Start of DOCUMENT SECTION

In the 1990s and early 2000s, Internet culture was bursting with hopeful experimentation and dreams of political emancipation. John Perry Barlow, the visionary digital activist, published a famous Declaration of Independence of Cyberspace that featured grandiose lines like:
“Governments of the industrial world, you weary giants of flesh and steel. I come from cyberspace, the new home of mind, on behalf of the future. I ask you ask you of the past to leave us alone. You were not welcome among us. You have no sovereignty where we gather.”
For newcomers to the Internet, which at the time was most of us, these lines were a stirring glimpse of emancipation via the Internet. Given the giddy pace of disruptive socio-technical innovation at the time, they were also quite credible. If you are under 30, you probably don't remember the excitement surrounding explosion of free and open source software, and especially Linux as a renegade operating system, and the rise of the blogosphere and wikis. Political insurgents everywhere were transfixed by the promise of BitTorrent and peer-to-peer file sharing as it leapfrogged over a stodgy, exploitative music industry. The reinvention of copyright law via Creative Commons licenses allowed ordinary people to legally authorize sharing of content, while countless other tech innovations facilitated novel forms of collaboration and sharing.
Now that capitalism and nation-states have utterly domesticated and colonized the Internet as a commercial marketplace, Barlow’s manifesto comes off as terribly naïve (even though his contemporary peers, the crypto world, serve up similar blue-sky utopianism).
Let’s face it, the capitalist/state alliance has effectively contained and tamed user sovereignty on the Internet. Consider the geo-local surveillance of our online lives, social media’s algorithmic manipulations of our online feeds and of public opinion, campaigns of disinformation and hacking from the alt-right, Russia, and other rogue players, and corporate paywalls and national firewalls that are Balkanizing the once-unitary Web.
It was therefore refreshing to encounter From Capital to Commons: Exploring the Promise of a World Beyond Capitalism, a new book by Hannes Gerhardt, a professor of geography at the University of West Georgia (US). While Big Tech monopolies, compliant legislatures and intelligence agencies have crushed the soaring ideals that one prevailed in Internet and hacker cultures, Gerhardt bravely argues that there are still ways that commoning and technology could engineer a transition away from capitalism.
He calls his agenda “compeerism,” which is neither an ideology or strategic plan, but rather a commons-inspired perspective for actualizing post-capitalist possibilities. The first line of his book sums up his mission: “What would it take for a commons-centered, collaborative form of production to supplant capitalism?”
To learn more about Gerhardt’s strategies for advancing commons in digital spaces, and in the biophysical world as well, I interviewed him in my latest episode of Frontiers of Commoning (Episode #42).

End of DOCUMENT SECTION
Start of DATA FOR ANALYSIS

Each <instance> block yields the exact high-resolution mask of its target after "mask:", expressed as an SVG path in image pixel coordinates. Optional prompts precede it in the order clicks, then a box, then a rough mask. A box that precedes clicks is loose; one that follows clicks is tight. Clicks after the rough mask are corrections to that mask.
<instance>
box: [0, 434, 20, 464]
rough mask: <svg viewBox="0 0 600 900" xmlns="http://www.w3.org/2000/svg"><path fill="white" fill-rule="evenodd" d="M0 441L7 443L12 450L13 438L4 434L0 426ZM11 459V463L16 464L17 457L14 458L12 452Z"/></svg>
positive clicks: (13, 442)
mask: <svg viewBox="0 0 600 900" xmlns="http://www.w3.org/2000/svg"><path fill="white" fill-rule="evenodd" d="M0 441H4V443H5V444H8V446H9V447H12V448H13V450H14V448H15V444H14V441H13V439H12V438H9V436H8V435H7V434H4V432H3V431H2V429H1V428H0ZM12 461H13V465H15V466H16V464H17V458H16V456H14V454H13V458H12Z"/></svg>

End of DATA FOR ANALYSIS

WHAT TO DO
Answer these about the piece on Internet culture above:
1. What was the title of the declaration John Perry Barlow published?
2. What subject does Hannes Gerhardt teach, and at which university?
3. What name does Gerhardt give his agenda?

EXERCISE ANSWER
1. A Declaration of Independence of Cyberspace.
2. Geography, at the University of West Georgia (US).
3. "Compeerism."